__Work request__: How do the lines below between the ones holding "x=192, y=293" and "x=160, y=289", inclusive, read? Give them again exactly, with no other lines.

__Records to use__:
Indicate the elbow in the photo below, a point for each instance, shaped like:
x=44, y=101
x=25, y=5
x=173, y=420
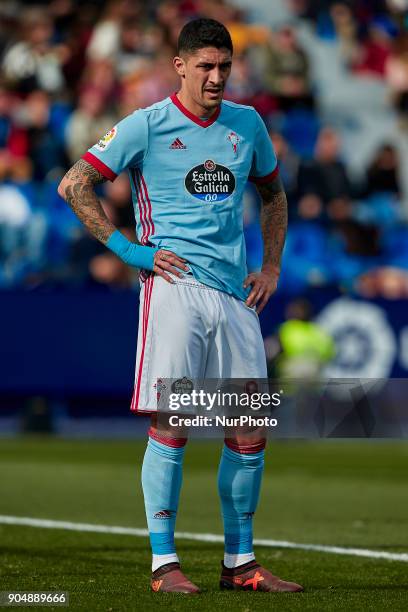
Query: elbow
x=61, y=188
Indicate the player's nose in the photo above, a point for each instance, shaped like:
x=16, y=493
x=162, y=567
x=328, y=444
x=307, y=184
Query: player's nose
x=215, y=77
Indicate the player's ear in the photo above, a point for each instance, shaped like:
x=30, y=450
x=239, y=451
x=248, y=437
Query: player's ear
x=180, y=66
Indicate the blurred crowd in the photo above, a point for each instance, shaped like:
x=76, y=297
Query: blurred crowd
x=69, y=70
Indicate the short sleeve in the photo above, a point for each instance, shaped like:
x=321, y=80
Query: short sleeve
x=264, y=163
x=123, y=146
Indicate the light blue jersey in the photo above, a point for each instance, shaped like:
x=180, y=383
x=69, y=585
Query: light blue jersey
x=188, y=177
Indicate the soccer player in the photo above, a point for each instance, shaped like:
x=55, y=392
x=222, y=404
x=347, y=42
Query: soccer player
x=188, y=158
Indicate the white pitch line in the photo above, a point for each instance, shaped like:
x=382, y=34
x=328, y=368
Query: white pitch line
x=199, y=537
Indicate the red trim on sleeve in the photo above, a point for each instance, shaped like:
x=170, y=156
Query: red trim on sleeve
x=96, y=163
x=193, y=117
x=264, y=179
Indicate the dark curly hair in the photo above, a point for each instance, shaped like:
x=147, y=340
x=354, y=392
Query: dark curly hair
x=201, y=33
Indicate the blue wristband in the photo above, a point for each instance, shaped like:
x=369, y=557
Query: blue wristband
x=131, y=253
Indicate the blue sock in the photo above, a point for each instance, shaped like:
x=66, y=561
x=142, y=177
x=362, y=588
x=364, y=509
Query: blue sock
x=161, y=482
x=239, y=483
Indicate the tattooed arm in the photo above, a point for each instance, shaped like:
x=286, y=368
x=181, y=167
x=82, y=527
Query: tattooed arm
x=274, y=221
x=78, y=189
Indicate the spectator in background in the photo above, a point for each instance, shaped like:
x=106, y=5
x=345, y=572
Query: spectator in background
x=375, y=50
x=288, y=165
x=13, y=138
x=104, y=43
x=287, y=70
x=45, y=147
x=301, y=347
x=397, y=77
x=346, y=29
x=34, y=61
x=383, y=172
x=88, y=123
x=326, y=175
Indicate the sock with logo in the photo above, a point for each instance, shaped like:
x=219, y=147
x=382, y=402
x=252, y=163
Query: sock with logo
x=161, y=482
x=239, y=483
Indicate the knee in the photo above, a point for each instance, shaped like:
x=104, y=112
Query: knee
x=161, y=431
x=245, y=441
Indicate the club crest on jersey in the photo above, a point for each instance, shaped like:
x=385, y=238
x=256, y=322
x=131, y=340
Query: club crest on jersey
x=159, y=386
x=210, y=182
x=104, y=142
x=234, y=140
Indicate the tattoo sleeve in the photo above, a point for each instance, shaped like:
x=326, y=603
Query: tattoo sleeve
x=77, y=188
x=274, y=222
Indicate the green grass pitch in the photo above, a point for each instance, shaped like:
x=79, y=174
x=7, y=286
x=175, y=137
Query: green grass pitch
x=341, y=493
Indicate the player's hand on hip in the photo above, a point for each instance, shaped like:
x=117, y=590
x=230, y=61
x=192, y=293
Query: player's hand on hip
x=263, y=284
x=167, y=261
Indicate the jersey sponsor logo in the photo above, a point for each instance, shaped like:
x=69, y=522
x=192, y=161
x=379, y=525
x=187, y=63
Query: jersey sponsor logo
x=104, y=142
x=159, y=386
x=177, y=144
x=210, y=182
x=182, y=385
x=234, y=140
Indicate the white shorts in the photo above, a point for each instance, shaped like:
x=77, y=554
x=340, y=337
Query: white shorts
x=188, y=329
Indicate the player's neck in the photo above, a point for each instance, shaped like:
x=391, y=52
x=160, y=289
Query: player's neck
x=194, y=108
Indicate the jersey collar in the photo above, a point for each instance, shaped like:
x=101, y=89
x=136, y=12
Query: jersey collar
x=191, y=116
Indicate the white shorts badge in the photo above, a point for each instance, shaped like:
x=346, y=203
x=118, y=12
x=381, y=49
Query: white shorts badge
x=104, y=142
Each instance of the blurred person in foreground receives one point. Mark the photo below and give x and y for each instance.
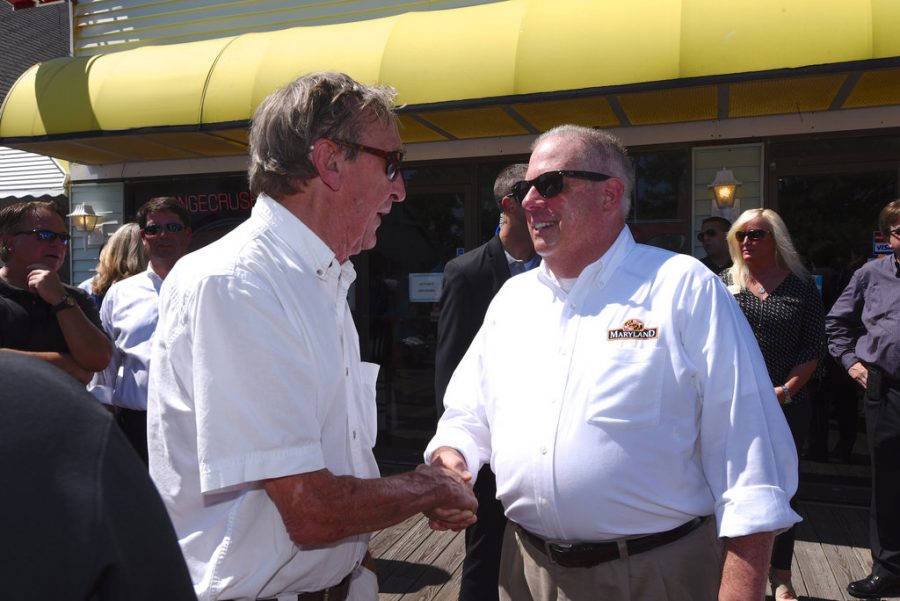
(261, 415)
(470, 282)
(39, 314)
(864, 335)
(785, 312)
(622, 403)
(130, 311)
(79, 518)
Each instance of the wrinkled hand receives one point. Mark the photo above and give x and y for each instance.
(457, 506)
(859, 373)
(45, 282)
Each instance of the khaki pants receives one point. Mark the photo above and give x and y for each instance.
(688, 569)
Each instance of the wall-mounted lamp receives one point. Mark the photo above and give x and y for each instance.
(84, 219)
(724, 188)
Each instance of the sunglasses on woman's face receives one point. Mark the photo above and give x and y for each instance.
(550, 184)
(752, 234)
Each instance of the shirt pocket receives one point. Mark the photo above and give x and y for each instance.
(628, 392)
(365, 394)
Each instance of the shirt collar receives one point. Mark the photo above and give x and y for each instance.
(311, 249)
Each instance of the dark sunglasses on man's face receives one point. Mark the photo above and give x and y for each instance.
(707, 234)
(550, 184)
(154, 229)
(47, 235)
(392, 158)
(752, 234)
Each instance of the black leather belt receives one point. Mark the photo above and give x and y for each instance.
(586, 555)
(338, 592)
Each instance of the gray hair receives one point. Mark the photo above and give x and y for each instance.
(785, 253)
(605, 151)
(289, 121)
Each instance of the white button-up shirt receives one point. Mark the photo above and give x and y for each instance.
(255, 374)
(628, 406)
(128, 313)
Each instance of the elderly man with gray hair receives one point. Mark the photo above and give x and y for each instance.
(641, 454)
(261, 414)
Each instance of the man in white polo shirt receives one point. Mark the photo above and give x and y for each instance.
(261, 414)
(129, 313)
(644, 430)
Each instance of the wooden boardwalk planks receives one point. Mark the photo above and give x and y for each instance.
(418, 564)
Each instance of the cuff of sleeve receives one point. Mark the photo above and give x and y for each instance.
(259, 466)
(755, 509)
(848, 360)
(461, 443)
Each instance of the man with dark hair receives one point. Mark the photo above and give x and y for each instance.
(130, 311)
(863, 330)
(79, 518)
(622, 402)
(39, 314)
(470, 282)
(712, 235)
(261, 414)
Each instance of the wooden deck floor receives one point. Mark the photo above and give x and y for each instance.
(417, 564)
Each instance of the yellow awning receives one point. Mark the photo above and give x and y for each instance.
(502, 68)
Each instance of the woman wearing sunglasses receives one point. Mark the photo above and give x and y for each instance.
(39, 315)
(785, 312)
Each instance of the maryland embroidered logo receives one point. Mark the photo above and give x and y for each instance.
(633, 329)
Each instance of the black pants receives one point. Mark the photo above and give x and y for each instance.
(134, 425)
(797, 415)
(882, 403)
(484, 540)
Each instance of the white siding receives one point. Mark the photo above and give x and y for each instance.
(26, 174)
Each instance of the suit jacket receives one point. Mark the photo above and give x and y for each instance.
(470, 282)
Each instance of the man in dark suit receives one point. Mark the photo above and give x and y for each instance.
(470, 282)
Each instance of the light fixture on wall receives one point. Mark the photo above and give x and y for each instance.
(84, 219)
(724, 188)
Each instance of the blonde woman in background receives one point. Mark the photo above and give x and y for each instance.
(784, 309)
(121, 257)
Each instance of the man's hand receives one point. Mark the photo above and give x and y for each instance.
(45, 282)
(859, 373)
(448, 517)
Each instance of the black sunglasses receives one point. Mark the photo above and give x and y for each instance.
(392, 158)
(550, 184)
(154, 229)
(46, 235)
(752, 234)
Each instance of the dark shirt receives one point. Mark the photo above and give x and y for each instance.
(714, 267)
(789, 326)
(79, 516)
(864, 323)
(28, 324)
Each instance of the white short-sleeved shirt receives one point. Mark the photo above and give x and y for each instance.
(128, 313)
(630, 405)
(255, 374)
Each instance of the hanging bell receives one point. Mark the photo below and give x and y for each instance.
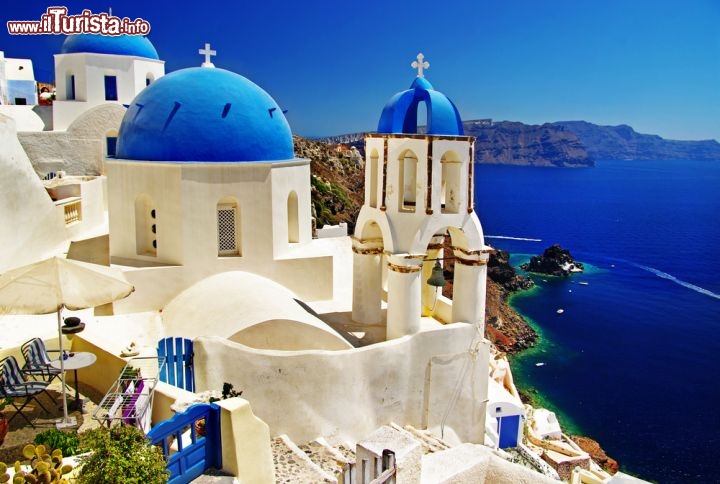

__Answer space__:
x=192, y=293
Query: player's hand on hip
x=263, y=284
x=167, y=261
Indicate the jersey sponsor logo in the photo above, a point for each instance, shaped like:
x=69, y=522
x=192, y=161
x=379, y=525
x=187, y=63
Query: jersey sponsor logo
x=104, y=142
x=159, y=386
x=177, y=144
x=210, y=182
x=182, y=385
x=234, y=140
Indicate the white shorts in the photo above, a point for each instance, shaped like:
x=77, y=554
x=340, y=337
Query: white shorts
x=188, y=329
Indicate the player's neck in the photo above, a point for each instance, shaped like:
x=391, y=52
x=160, y=289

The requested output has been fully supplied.